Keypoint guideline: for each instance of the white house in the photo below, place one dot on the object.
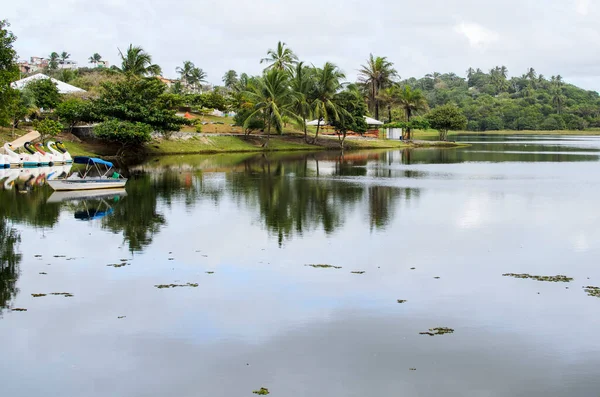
(63, 88)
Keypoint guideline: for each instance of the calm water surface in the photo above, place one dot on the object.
(437, 228)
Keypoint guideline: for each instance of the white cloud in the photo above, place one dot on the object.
(478, 36)
(582, 6)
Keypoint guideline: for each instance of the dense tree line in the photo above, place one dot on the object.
(131, 98)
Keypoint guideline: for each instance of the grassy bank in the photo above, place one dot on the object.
(432, 134)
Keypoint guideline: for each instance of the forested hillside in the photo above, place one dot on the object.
(493, 101)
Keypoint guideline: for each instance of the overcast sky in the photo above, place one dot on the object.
(553, 36)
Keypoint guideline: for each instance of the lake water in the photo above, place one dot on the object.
(434, 228)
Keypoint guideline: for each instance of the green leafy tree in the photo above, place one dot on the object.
(94, 59)
(45, 93)
(230, 79)
(22, 104)
(63, 57)
(9, 71)
(445, 118)
(142, 100)
(412, 102)
(124, 133)
(328, 81)
(271, 98)
(47, 128)
(74, 110)
(282, 58)
(351, 109)
(137, 62)
(375, 76)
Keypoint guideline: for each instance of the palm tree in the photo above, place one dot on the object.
(282, 59)
(137, 62)
(376, 75)
(230, 79)
(63, 57)
(302, 84)
(271, 97)
(198, 77)
(186, 71)
(95, 59)
(53, 61)
(327, 84)
(412, 101)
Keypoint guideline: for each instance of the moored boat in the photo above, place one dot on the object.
(106, 179)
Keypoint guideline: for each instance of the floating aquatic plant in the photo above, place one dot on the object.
(118, 264)
(65, 294)
(592, 291)
(437, 331)
(176, 285)
(320, 266)
(553, 279)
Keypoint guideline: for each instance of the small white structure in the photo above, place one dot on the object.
(393, 133)
(63, 88)
(370, 121)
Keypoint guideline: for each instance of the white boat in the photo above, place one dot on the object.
(58, 157)
(66, 155)
(105, 180)
(13, 158)
(32, 158)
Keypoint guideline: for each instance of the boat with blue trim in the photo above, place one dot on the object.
(106, 177)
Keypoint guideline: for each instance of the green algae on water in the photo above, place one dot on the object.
(161, 286)
(320, 266)
(438, 331)
(553, 279)
(592, 291)
(65, 294)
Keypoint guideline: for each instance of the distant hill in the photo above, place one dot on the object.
(493, 101)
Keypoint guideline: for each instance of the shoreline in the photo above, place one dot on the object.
(219, 144)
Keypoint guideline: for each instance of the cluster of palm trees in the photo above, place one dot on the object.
(192, 77)
(55, 60)
(291, 89)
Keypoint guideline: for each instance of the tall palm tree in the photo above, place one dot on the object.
(302, 84)
(282, 58)
(63, 57)
(376, 75)
(271, 98)
(413, 102)
(53, 61)
(95, 59)
(328, 82)
(197, 78)
(186, 71)
(230, 79)
(137, 62)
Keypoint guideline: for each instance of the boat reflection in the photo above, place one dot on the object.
(89, 205)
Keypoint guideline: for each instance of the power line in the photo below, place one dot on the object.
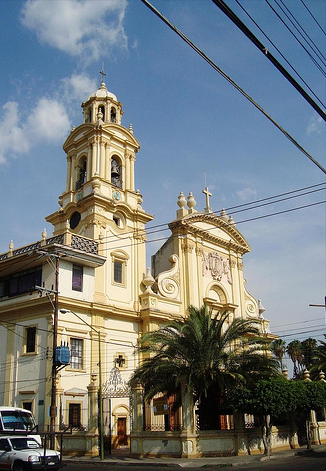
(159, 227)
(238, 222)
(282, 55)
(305, 49)
(234, 84)
(303, 30)
(303, 3)
(236, 20)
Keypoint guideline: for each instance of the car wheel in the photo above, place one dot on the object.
(19, 466)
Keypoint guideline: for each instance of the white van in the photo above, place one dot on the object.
(17, 420)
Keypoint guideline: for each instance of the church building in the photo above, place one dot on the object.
(86, 289)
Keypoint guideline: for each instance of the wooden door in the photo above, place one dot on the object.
(122, 431)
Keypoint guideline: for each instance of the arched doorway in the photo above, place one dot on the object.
(117, 414)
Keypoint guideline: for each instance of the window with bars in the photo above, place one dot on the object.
(77, 278)
(75, 415)
(76, 354)
(30, 340)
(118, 272)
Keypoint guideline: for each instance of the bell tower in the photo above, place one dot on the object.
(100, 201)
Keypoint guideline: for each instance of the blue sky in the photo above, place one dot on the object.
(189, 120)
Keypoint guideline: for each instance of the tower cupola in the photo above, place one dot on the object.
(102, 106)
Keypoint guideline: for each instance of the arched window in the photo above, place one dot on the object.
(81, 173)
(101, 109)
(88, 116)
(116, 172)
(113, 115)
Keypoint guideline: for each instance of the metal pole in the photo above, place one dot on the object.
(54, 369)
(100, 398)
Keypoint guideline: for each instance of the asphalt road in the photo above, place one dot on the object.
(313, 461)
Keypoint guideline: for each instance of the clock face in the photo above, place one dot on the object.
(116, 195)
(74, 220)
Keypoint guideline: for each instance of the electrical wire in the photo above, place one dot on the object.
(236, 20)
(305, 49)
(282, 55)
(303, 3)
(159, 227)
(234, 84)
(314, 45)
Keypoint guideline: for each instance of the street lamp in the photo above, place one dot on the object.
(67, 311)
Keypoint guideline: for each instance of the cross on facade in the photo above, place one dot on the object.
(208, 209)
(102, 73)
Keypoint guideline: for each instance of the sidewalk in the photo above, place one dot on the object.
(122, 458)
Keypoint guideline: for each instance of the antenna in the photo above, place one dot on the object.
(102, 72)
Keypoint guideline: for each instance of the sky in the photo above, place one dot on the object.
(194, 127)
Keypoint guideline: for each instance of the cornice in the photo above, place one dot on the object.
(185, 225)
(108, 131)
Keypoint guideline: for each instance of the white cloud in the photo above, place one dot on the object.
(47, 122)
(81, 28)
(78, 87)
(316, 125)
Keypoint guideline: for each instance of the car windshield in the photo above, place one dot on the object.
(17, 420)
(23, 443)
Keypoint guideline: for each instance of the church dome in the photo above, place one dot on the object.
(103, 92)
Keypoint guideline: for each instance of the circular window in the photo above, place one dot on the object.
(74, 220)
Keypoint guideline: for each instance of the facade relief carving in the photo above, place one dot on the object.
(216, 266)
(187, 247)
(167, 284)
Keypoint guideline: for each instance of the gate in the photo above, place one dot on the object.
(115, 387)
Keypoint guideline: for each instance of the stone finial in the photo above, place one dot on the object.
(182, 205)
(181, 200)
(261, 309)
(191, 203)
(93, 378)
(207, 209)
(231, 221)
(224, 216)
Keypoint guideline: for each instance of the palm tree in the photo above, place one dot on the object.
(209, 353)
(309, 347)
(278, 349)
(319, 357)
(294, 350)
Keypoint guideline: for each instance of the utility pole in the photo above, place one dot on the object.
(54, 304)
(55, 341)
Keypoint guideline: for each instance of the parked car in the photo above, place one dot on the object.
(24, 453)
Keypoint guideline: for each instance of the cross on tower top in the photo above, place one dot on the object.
(102, 73)
(208, 209)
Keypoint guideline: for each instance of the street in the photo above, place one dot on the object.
(314, 461)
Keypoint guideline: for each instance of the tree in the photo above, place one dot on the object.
(209, 353)
(294, 350)
(320, 357)
(277, 398)
(278, 348)
(309, 347)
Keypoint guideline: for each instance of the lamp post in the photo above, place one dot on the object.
(66, 311)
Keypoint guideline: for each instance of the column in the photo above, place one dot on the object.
(92, 434)
(93, 158)
(136, 439)
(68, 181)
(102, 158)
(188, 435)
(132, 172)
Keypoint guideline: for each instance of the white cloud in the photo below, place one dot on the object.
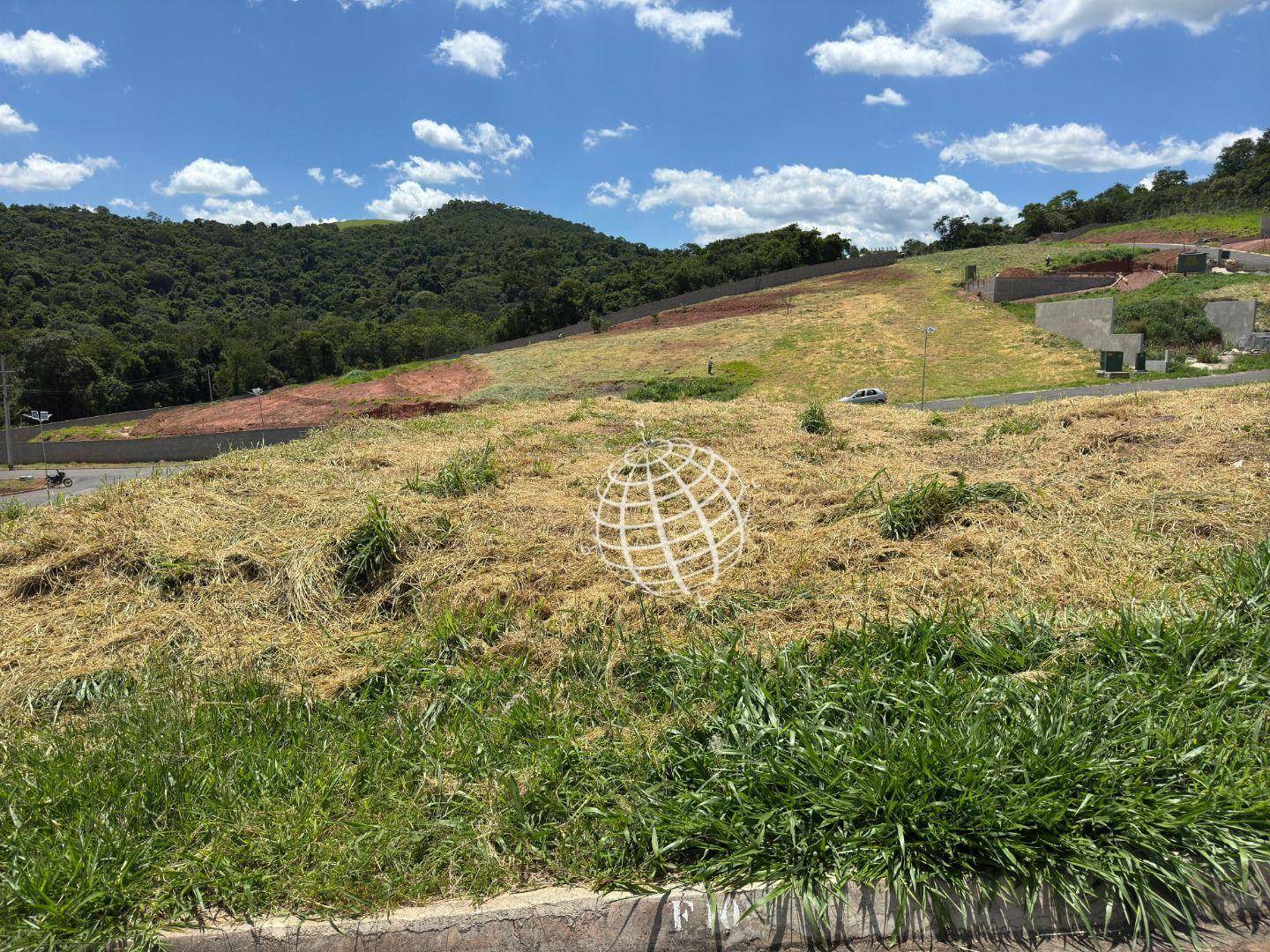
(689, 26)
(435, 173)
(873, 210)
(481, 138)
(1076, 147)
(36, 51)
(206, 176)
(869, 48)
(11, 122)
(608, 193)
(594, 138)
(409, 198)
(474, 51)
(41, 173)
(1067, 20)
(888, 97)
(238, 211)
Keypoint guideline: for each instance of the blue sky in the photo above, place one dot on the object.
(706, 120)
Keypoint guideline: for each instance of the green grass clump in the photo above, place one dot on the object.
(1123, 758)
(462, 473)
(370, 551)
(1168, 323)
(932, 502)
(813, 420)
(732, 380)
(1109, 253)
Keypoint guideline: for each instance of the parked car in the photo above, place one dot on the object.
(869, 395)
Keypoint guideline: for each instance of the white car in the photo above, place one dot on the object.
(869, 395)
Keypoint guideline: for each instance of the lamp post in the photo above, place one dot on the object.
(41, 417)
(926, 351)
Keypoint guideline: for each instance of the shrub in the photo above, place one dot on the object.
(931, 502)
(462, 473)
(813, 419)
(370, 551)
(1179, 323)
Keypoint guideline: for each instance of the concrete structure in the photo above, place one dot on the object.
(1235, 319)
(686, 920)
(998, 290)
(1090, 323)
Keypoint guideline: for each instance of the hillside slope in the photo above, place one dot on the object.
(240, 557)
(106, 312)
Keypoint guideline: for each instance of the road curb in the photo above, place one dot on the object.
(683, 920)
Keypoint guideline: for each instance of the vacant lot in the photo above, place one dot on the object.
(381, 666)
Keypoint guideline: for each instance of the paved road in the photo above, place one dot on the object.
(1218, 380)
(1254, 260)
(83, 480)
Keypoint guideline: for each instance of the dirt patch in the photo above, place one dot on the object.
(1159, 260)
(1113, 265)
(1138, 279)
(398, 397)
(758, 302)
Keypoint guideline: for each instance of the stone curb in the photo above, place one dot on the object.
(569, 919)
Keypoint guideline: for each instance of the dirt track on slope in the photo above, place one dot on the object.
(750, 303)
(398, 397)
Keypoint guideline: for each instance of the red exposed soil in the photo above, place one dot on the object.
(395, 398)
(758, 302)
(1114, 265)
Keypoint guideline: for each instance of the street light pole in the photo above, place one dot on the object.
(41, 417)
(926, 351)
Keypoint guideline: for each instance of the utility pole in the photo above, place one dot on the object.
(926, 351)
(8, 435)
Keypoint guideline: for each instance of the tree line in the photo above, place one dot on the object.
(103, 312)
(1240, 179)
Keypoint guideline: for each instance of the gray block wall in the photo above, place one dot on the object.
(1235, 319)
(1090, 323)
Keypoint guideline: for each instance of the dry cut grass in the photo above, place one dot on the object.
(240, 559)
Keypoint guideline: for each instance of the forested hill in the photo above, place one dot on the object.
(106, 312)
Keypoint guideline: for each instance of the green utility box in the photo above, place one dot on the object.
(1192, 262)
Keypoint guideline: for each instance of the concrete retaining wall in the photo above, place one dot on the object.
(998, 290)
(1235, 319)
(683, 920)
(1090, 323)
(155, 450)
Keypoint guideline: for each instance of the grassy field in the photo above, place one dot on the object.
(381, 666)
(1185, 227)
(833, 339)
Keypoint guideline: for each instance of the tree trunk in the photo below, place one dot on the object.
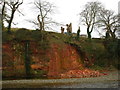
(3, 15)
(10, 22)
(88, 32)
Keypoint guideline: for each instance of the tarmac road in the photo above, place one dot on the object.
(108, 81)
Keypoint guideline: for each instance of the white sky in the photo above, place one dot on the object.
(67, 11)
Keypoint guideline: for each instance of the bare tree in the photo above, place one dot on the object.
(3, 12)
(89, 14)
(109, 21)
(13, 5)
(45, 9)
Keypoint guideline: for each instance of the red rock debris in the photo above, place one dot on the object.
(81, 74)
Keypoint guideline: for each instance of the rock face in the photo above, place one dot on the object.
(63, 59)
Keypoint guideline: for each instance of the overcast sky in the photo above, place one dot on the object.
(67, 11)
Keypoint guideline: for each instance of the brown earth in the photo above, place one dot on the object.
(58, 61)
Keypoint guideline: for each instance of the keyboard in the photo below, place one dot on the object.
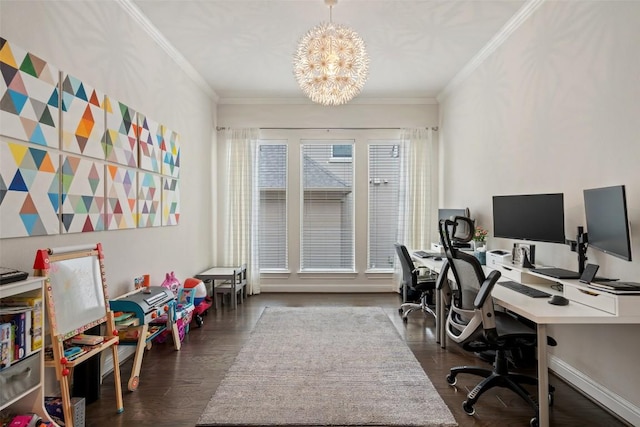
(557, 273)
(525, 290)
(425, 254)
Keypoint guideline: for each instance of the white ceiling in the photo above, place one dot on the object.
(244, 48)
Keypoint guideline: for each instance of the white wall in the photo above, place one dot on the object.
(555, 109)
(102, 45)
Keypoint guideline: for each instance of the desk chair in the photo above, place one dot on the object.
(423, 284)
(473, 323)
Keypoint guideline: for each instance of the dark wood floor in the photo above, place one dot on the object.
(175, 386)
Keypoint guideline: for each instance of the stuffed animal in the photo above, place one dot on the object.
(171, 283)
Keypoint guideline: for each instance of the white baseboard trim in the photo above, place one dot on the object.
(328, 288)
(605, 397)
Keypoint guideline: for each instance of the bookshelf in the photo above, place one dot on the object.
(22, 383)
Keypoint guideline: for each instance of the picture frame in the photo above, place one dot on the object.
(523, 254)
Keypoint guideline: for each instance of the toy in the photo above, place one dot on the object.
(201, 301)
(31, 420)
(171, 283)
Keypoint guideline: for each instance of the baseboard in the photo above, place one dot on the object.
(328, 288)
(124, 352)
(605, 397)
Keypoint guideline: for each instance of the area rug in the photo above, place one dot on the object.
(326, 366)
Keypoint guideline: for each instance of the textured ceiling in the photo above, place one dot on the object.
(244, 49)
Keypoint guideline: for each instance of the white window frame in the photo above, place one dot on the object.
(265, 142)
(327, 142)
(394, 146)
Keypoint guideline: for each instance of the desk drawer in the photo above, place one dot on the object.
(517, 274)
(19, 377)
(600, 300)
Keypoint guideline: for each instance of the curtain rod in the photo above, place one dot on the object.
(435, 128)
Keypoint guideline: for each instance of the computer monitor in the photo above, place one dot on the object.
(607, 221)
(461, 229)
(535, 217)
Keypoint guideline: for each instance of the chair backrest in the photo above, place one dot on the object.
(471, 313)
(409, 273)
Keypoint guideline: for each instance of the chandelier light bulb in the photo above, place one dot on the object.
(331, 63)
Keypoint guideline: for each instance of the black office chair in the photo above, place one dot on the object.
(473, 323)
(423, 285)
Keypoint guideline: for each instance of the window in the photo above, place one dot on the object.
(327, 212)
(341, 152)
(272, 225)
(384, 179)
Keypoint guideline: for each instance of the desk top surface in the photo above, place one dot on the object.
(538, 309)
(221, 271)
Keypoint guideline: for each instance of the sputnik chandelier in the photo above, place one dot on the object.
(331, 64)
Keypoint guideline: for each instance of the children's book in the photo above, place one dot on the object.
(33, 303)
(6, 346)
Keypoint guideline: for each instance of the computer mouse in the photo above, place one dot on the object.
(558, 300)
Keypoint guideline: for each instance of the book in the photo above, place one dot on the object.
(33, 302)
(18, 326)
(6, 347)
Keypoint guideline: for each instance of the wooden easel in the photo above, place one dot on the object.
(77, 300)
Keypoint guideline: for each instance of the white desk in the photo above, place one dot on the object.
(543, 314)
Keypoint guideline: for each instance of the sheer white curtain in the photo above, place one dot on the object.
(241, 204)
(417, 156)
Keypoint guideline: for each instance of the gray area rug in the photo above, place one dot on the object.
(326, 366)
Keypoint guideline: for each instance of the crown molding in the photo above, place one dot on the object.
(306, 101)
(496, 41)
(164, 44)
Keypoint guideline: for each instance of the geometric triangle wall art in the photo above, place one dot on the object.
(149, 198)
(83, 118)
(170, 201)
(121, 198)
(29, 96)
(82, 197)
(29, 190)
(120, 140)
(170, 153)
(149, 143)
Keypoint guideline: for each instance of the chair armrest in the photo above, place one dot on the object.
(442, 276)
(486, 288)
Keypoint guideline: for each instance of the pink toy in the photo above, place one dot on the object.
(202, 302)
(171, 283)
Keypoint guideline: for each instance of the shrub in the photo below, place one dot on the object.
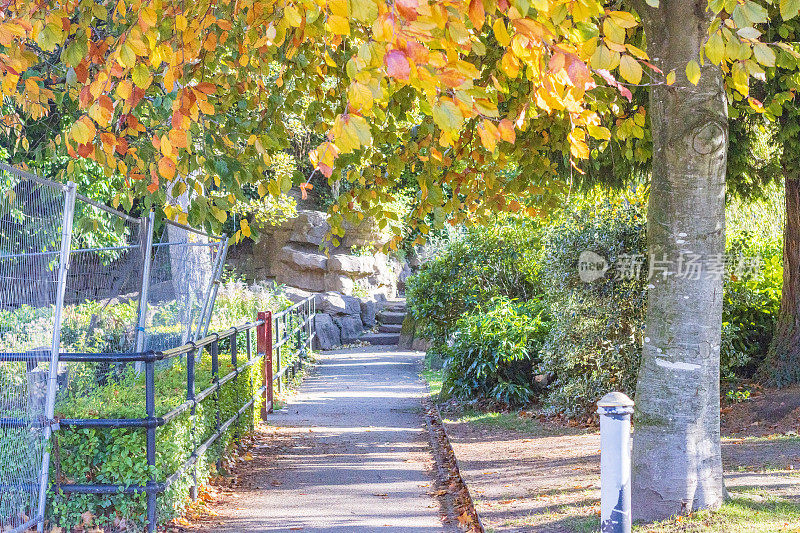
(594, 344)
(484, 263)
(117, 456)
(494, 351)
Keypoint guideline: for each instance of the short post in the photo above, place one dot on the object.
(150, 407)
(215, 380)
(615, 410)
(190, 372)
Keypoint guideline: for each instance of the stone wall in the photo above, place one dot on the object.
(292, 254)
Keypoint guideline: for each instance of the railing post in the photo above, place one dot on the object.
(615, 410)
(264, 346)
(150, 407)
(215, 380)
(190, 373)
(280, 343)
(235, 363)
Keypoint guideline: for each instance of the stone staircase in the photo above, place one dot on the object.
(390, 322)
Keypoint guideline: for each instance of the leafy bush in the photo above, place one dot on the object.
(484, 263)
(594, 345)
(99, 390)
(494, 352)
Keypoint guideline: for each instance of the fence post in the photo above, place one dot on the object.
(215, 380)
(70, 194)
(615, 410)
(190, 372)
(150, 406)
(264, 346)
(148, 224)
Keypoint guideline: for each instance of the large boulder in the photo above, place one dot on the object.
(339, 283)
(304, 258)
(350, 328)
(310, 227)
(368, 306)
(335, 303)
(328, 334)
(295, 295)
(352, 265)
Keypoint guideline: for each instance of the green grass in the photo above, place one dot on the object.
(508, 421)
(738, 515)
(434, 380)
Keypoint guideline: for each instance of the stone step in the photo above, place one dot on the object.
(391, 317)
(381, 339)
(390, 328)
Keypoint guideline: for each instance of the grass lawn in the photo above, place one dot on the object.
(752, 509)
(738, 515)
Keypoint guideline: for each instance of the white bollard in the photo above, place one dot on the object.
(615, 411)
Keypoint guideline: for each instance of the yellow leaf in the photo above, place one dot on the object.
(693, 72)
(603, 58)
(630, 69)
(339, 8)
(507, 132)
(500, 33)
(623, 19)
(166, 167)
(181, 23)
(715, 48)
(124, 89)
(488, 138)
(338, 25)
(80, 132)
(141, 76)
(764, 54)
(598, 132)
(292, 16)
(613, 31)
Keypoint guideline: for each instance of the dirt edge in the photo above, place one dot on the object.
(459, 505)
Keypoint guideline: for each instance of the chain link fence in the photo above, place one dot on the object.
(77, 276)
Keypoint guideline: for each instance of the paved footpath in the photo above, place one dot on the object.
(350, 453)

========================================

**Exercise instructions**: Every line from the one containing "Keypoint guideline: for each instance of the yellow" through the end of the entries above must be echoed exactly, with both ends kept.

**The completed task**:
Keypoint guideline: for each instance of the yellow leaf in the photo above, place one dot on the object.
(693, 72)
(603, 58)
(630, 69)
(339, 8)
(507, 132)
(500, 33)
(623, 19)
(166, 167)
(181, 23)
(715, 48)
(124, 89)
(488, 138)
(338, 25)
(80, 132)
(141, 76)
(764, 54)
(598, 132)
(292, 16)
(613, 31)
Keypoint guideline: for each instance of the dirt edge in the photo above, place one dot on the object.
(459, 505)
Keypoint guideline: for each instance of the chain link fence in the photo above, place one dot on the object.
(77, 276)
Keypoint guideline: for each instance of the paved footpath in the photo above, place one dot on the object.
(350, 453)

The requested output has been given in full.